(Exercise):
Give back exactly the lines from the one holding "Where can the nose" to the last line of the entries, both included, and nothing more.
[Provided data Boundary: Start]
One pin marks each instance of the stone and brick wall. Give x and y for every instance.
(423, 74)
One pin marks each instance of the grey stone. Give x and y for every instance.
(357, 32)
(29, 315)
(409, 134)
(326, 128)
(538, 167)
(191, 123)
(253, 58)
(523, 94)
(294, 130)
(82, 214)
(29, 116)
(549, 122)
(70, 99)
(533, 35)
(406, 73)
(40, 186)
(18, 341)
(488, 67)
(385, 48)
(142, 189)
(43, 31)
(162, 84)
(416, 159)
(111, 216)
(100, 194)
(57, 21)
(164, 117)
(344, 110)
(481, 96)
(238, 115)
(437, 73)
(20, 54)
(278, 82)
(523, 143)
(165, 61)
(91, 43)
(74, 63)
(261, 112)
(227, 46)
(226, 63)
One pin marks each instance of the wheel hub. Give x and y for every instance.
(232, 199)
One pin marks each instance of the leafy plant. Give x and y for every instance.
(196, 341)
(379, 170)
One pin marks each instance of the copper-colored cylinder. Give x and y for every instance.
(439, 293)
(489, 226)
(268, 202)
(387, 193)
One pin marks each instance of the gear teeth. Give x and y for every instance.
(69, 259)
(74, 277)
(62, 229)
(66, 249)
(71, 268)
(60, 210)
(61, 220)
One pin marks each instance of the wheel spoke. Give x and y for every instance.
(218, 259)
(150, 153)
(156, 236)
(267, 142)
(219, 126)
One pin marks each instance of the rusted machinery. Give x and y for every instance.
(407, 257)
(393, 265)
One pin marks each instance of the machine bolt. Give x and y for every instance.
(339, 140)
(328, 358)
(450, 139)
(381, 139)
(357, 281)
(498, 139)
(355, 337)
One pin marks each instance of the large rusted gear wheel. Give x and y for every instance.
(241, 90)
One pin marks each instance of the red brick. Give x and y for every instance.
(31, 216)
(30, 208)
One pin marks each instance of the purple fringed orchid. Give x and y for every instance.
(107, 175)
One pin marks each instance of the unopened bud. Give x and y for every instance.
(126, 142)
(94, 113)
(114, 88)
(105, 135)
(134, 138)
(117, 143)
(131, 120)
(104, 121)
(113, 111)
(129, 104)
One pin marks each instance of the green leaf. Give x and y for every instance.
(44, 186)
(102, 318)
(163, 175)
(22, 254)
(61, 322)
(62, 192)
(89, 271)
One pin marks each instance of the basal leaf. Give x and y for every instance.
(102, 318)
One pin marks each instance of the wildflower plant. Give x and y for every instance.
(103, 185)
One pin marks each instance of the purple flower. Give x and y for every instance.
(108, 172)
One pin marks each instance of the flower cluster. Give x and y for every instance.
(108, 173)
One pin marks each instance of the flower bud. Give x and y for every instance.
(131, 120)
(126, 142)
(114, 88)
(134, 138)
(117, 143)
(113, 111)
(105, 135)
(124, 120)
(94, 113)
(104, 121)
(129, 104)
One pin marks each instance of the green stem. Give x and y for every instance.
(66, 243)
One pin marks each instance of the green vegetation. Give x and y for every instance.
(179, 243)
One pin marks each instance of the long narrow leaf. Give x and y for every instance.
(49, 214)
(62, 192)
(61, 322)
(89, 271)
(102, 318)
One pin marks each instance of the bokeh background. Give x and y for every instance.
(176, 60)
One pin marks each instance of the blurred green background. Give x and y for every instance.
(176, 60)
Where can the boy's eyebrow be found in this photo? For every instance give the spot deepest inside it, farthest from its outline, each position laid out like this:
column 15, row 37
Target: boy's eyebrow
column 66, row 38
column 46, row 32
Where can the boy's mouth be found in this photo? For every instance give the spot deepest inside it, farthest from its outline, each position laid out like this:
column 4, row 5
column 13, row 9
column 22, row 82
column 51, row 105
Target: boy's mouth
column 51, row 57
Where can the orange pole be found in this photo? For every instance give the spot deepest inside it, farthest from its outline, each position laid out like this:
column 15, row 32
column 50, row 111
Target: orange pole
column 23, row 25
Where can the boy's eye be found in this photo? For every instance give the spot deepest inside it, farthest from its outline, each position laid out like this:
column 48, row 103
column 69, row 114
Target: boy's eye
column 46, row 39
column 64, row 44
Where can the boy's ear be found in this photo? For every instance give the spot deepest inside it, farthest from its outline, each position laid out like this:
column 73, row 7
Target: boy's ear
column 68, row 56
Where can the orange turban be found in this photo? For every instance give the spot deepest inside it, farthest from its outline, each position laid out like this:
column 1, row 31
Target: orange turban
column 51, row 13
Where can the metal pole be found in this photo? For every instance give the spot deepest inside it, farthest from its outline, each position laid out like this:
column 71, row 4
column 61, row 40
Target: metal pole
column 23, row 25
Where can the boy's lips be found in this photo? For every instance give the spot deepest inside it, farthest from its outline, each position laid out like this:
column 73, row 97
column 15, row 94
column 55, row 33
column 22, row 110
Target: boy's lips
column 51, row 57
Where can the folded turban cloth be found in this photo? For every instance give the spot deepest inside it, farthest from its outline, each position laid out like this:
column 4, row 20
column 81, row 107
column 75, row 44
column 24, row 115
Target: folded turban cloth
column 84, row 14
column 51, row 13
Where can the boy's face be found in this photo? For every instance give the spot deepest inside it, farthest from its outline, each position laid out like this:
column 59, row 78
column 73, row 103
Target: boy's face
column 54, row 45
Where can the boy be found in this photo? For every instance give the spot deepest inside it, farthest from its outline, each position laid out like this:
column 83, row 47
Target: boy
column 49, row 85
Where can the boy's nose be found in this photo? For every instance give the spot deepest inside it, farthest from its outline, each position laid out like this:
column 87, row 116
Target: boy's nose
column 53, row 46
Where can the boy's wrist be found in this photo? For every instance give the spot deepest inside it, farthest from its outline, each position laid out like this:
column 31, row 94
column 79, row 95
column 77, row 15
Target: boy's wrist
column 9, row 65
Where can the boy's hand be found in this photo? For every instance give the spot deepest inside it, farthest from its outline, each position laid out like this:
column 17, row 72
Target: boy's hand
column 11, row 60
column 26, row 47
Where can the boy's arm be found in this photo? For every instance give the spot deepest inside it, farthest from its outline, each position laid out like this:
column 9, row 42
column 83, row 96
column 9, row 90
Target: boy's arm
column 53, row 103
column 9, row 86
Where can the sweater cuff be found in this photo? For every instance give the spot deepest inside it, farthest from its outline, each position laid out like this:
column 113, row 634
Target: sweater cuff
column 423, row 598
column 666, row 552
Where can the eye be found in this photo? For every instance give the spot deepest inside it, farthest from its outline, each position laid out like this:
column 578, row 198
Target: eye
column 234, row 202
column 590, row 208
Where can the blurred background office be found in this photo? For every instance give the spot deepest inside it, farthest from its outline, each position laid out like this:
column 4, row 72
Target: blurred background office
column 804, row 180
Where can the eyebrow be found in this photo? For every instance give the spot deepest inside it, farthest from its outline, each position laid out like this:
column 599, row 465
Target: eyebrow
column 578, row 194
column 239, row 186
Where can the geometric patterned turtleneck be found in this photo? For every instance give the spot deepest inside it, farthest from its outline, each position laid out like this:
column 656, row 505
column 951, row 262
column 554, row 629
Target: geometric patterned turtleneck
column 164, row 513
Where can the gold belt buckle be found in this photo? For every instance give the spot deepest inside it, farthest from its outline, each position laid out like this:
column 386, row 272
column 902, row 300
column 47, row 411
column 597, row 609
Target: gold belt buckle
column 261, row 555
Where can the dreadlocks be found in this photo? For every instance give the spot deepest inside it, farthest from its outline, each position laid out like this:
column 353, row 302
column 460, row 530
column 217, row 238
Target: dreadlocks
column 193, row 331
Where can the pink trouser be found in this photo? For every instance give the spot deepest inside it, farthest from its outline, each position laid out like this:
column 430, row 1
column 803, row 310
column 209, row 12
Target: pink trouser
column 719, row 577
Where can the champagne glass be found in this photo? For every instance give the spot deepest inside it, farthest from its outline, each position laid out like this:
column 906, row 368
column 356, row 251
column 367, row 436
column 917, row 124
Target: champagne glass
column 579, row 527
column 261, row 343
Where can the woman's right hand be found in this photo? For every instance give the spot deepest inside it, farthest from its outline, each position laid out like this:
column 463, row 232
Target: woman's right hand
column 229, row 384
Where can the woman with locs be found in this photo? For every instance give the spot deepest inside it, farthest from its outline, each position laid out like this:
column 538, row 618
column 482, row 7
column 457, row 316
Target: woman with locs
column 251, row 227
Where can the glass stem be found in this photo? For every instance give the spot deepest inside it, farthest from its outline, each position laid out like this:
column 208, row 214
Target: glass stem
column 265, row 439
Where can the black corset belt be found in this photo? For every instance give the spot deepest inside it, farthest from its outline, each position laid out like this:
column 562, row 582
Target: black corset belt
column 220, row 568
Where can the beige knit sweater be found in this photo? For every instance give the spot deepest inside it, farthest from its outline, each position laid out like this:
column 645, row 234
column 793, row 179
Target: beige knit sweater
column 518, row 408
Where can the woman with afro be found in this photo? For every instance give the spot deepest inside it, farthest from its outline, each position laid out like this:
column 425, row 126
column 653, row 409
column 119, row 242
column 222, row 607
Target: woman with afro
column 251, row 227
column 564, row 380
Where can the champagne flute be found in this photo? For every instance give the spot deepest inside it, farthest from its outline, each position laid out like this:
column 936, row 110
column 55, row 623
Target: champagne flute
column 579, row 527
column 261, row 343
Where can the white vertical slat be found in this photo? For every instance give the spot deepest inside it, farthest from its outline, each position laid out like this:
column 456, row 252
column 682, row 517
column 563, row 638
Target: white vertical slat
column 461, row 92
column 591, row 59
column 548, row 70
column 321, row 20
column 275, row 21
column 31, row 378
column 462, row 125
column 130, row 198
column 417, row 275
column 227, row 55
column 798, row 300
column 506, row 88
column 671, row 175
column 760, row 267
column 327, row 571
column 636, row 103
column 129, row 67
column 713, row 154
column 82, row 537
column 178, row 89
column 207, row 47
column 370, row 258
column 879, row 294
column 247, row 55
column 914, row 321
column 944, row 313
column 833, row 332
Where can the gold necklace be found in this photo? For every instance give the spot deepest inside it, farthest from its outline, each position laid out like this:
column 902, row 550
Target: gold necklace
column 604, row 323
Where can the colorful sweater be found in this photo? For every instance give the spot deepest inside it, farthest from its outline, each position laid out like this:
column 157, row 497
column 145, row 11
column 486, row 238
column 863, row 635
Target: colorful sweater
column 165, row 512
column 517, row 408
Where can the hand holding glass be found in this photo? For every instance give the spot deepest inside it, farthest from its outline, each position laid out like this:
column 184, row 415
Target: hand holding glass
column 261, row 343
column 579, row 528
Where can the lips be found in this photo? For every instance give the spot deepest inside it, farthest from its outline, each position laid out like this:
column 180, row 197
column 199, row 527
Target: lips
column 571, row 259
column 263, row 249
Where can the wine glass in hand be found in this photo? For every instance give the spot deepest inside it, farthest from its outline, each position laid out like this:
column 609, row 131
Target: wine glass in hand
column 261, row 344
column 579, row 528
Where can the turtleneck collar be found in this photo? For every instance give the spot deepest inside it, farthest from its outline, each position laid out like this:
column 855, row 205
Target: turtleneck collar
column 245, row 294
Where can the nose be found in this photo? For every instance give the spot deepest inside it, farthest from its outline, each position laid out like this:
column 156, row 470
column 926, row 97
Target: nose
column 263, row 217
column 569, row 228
[Provided data Boundary: End]
(Exercise response):
Where can the nose be found in this photo? For every instance give the spot deepest inside it, farthest from its outline, each position laid out like this:
column 156, row 470
column 926, row 97
Target: nose
column 263, row 217
column 569, row 228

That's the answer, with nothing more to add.